### Instructions
[1] In the sustainable cities text, why did London get second place on the list?
[2] From the sustainable cities text, retype the part that opens with the words containing "Sustainability is about" and closes with "all live on.".

### Source passage
"""
5 Most Sustainable Cities in the World


This world may seem unending, but if we don’t take care of it, we will one day run out of the resources we need for our quality of life. Our irresponsible behavior can also lead to the erosion of the ozone layer and climate change, which can have catastrophic consequences for all life on Earth.

Sustainability is about preserving natural resources and reducing our impact on the environment. You can take steps as an individual to live a more sustainable life, such as recycling or using public transportation. You can also move to a city that is taking steps as a community to protect the planet we all live on.

Here are the top five most sustainable cities, according to the ARCADIS Sustainable Cities Index:


Frankfurt has been taking steps to be a more sustainable city for decades. Twenty-five years ago, it created an independent energy agency with the goal of reducing its C02 emissions. The city has been successful even though its energy usage and office space have both grown. By 2050, the city also plans to provide 100 percent of its energy from renewable sources, and it plans to cut greenhouse gas emissions by 95 percent. More than half of the city’s land area is dedicated to green spaces such as forests, parks and farm land.


London scored the second spot on the list thanks to its high ratings for profit and people, meaning that the city is thriving economically and socially. However, the report noted that London has a long way to go to improve its infrastructure and provide more housing. The city’s mayor has already presented a 50-year plan for the city that addresses these and many more issues for growth and sustainability.
"""
### Data records
"""
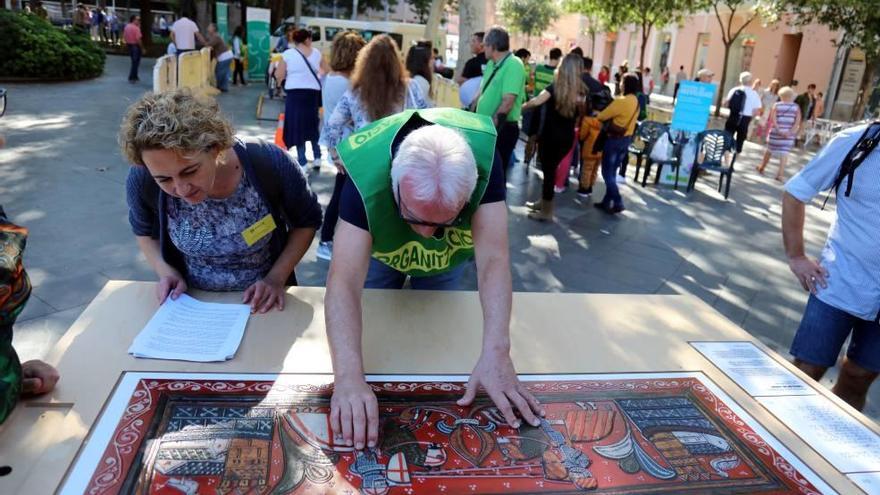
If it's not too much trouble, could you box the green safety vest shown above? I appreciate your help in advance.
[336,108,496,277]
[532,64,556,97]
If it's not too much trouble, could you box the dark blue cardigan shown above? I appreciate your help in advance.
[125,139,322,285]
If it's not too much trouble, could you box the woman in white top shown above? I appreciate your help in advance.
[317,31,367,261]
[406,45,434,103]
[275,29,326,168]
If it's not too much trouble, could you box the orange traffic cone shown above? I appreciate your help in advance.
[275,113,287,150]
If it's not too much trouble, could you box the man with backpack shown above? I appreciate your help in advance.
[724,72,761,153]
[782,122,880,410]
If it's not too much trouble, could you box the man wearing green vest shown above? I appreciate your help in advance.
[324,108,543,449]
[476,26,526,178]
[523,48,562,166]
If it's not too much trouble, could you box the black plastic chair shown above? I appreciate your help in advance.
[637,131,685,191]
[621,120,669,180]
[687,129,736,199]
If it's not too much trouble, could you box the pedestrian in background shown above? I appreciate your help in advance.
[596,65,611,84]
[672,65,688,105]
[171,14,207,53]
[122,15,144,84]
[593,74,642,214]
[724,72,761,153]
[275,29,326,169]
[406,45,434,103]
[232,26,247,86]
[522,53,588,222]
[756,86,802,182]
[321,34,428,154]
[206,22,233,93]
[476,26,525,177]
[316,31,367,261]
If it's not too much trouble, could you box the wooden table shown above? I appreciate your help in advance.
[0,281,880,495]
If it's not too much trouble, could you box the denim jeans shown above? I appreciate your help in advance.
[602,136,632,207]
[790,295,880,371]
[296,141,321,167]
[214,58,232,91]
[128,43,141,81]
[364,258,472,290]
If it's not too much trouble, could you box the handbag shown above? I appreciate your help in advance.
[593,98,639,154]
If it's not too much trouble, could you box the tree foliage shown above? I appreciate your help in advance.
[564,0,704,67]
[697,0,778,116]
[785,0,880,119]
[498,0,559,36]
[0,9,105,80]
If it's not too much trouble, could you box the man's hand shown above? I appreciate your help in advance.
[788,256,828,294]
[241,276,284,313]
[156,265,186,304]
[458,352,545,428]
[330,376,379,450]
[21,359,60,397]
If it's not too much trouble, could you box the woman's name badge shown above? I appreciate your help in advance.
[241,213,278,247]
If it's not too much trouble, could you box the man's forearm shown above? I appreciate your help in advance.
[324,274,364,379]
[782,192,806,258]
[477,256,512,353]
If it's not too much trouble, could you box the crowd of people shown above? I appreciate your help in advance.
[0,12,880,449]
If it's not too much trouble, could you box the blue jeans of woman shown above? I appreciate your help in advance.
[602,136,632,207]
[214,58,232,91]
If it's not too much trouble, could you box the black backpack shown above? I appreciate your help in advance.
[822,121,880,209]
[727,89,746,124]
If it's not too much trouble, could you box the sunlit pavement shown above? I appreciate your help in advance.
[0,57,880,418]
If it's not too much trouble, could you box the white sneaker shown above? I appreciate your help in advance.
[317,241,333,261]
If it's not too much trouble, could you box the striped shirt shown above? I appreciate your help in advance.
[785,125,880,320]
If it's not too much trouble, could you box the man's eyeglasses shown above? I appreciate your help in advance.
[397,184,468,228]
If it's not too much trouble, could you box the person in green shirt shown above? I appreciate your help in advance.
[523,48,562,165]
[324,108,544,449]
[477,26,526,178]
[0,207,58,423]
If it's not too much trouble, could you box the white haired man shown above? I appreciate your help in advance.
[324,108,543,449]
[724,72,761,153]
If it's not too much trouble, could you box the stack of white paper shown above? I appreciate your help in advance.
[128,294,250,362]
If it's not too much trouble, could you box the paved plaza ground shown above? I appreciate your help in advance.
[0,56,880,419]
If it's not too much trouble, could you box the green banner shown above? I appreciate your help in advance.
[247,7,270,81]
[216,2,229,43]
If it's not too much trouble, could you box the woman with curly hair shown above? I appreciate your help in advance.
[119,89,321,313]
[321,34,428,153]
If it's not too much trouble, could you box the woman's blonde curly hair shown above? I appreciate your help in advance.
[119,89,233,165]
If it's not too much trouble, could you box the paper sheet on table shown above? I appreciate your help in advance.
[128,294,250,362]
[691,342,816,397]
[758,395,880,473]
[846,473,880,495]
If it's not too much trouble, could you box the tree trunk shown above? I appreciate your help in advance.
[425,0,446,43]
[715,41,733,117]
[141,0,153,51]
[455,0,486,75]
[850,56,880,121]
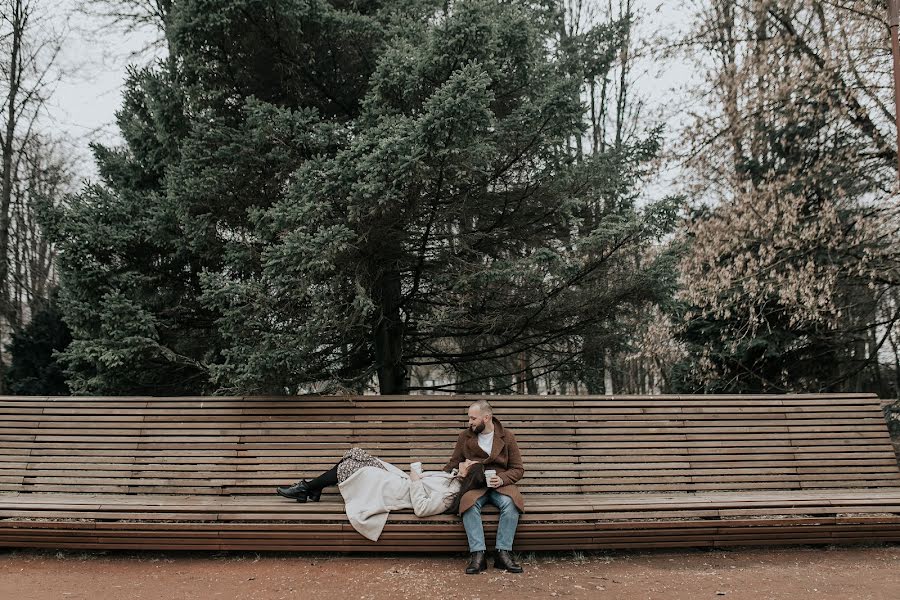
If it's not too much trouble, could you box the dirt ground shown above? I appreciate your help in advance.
"""
"""
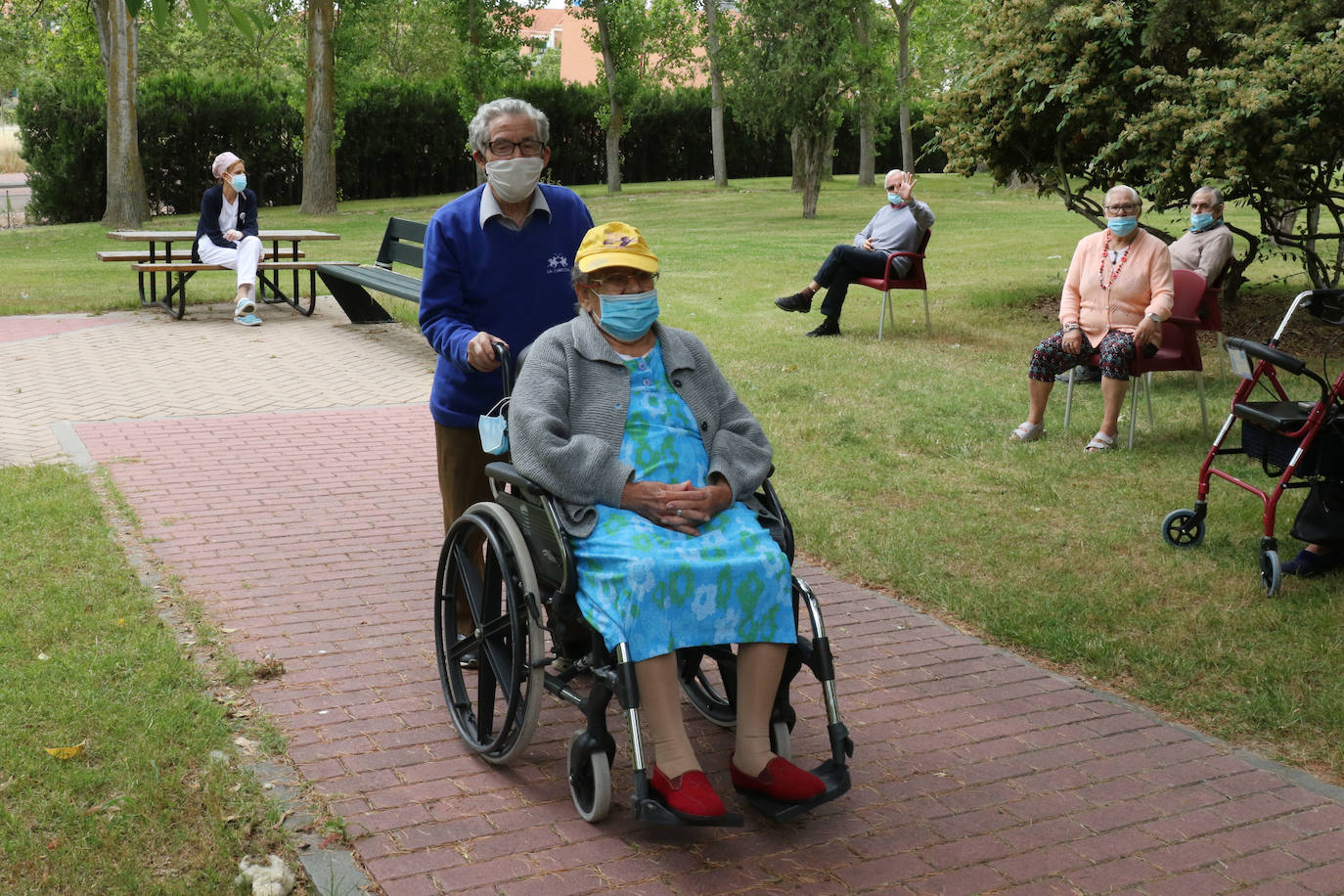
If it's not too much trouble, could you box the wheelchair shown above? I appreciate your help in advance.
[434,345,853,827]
"""
"""
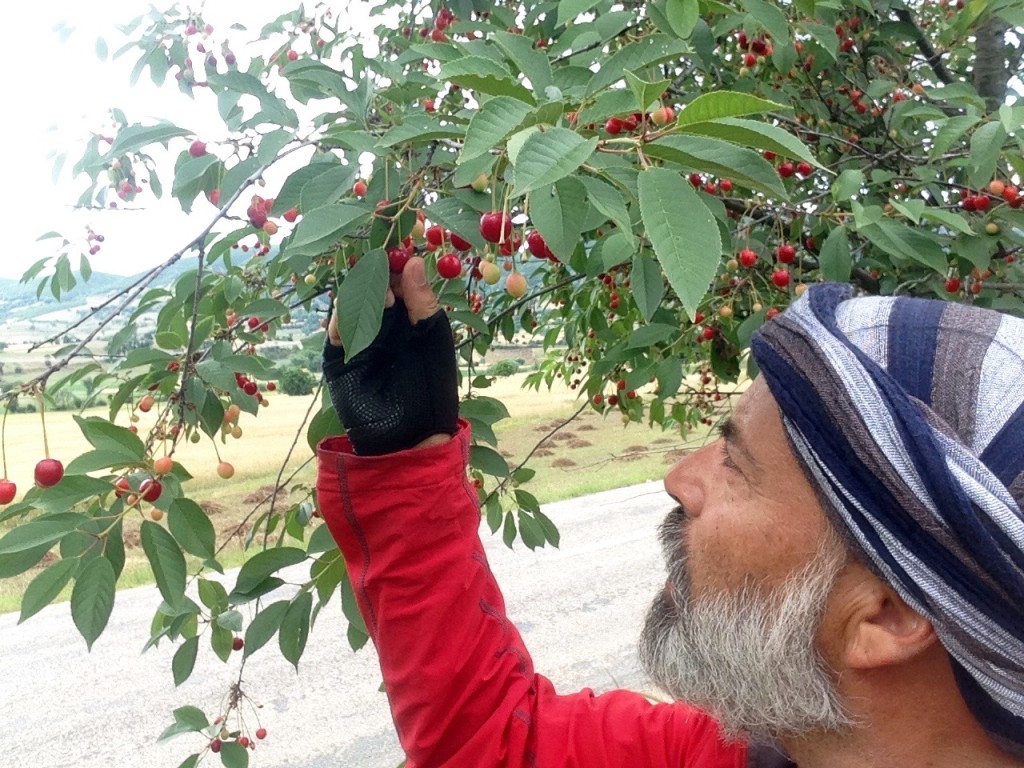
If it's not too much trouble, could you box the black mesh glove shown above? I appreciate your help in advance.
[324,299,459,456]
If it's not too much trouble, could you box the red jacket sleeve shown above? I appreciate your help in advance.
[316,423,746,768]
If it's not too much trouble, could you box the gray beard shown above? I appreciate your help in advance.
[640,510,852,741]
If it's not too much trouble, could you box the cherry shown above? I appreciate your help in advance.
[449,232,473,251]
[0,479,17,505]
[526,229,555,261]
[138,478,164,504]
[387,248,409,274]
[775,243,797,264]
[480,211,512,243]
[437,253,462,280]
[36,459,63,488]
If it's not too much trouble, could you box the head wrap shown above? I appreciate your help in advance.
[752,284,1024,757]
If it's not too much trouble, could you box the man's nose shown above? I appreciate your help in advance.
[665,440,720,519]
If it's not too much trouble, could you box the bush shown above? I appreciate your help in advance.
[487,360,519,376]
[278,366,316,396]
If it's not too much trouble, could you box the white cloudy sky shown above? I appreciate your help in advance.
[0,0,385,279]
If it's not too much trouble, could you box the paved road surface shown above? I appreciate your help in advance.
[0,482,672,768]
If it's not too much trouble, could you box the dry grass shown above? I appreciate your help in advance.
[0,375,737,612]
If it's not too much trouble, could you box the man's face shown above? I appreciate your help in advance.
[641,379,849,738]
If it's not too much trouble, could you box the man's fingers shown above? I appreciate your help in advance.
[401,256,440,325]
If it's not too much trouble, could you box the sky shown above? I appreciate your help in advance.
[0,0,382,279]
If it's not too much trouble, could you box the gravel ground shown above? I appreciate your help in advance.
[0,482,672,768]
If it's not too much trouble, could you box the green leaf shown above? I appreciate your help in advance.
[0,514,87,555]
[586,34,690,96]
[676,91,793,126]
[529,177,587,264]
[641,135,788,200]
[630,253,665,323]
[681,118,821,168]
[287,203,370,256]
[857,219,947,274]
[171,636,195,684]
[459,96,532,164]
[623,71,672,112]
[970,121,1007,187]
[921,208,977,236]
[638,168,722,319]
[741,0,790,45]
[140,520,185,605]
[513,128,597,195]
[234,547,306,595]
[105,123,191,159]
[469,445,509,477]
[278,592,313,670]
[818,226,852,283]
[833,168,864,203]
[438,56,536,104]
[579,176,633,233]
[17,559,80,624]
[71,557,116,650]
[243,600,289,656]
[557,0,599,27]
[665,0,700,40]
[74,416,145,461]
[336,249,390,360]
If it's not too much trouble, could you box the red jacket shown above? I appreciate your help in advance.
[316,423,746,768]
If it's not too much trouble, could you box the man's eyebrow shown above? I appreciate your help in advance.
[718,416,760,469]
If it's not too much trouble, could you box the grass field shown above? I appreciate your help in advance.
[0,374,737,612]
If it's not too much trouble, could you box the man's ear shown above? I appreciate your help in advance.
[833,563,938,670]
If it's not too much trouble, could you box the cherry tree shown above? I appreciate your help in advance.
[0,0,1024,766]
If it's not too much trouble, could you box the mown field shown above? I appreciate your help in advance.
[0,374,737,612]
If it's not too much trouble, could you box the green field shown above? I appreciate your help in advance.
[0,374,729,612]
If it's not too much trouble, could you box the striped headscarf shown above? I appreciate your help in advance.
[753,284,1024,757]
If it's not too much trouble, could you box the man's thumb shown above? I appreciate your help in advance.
"""
### Full answers
[1] London took second place because of its high ratings for profit and people, which means the city is doing well economically and socially.

[2]
Sustainability is about preserving natural resources and reducing our impact on the environment. You can take steps as an individual to live a more sustainable life, such as recycling or using public transportation. You can also move to a city that is taking steps as a community to protect the planet we all live on.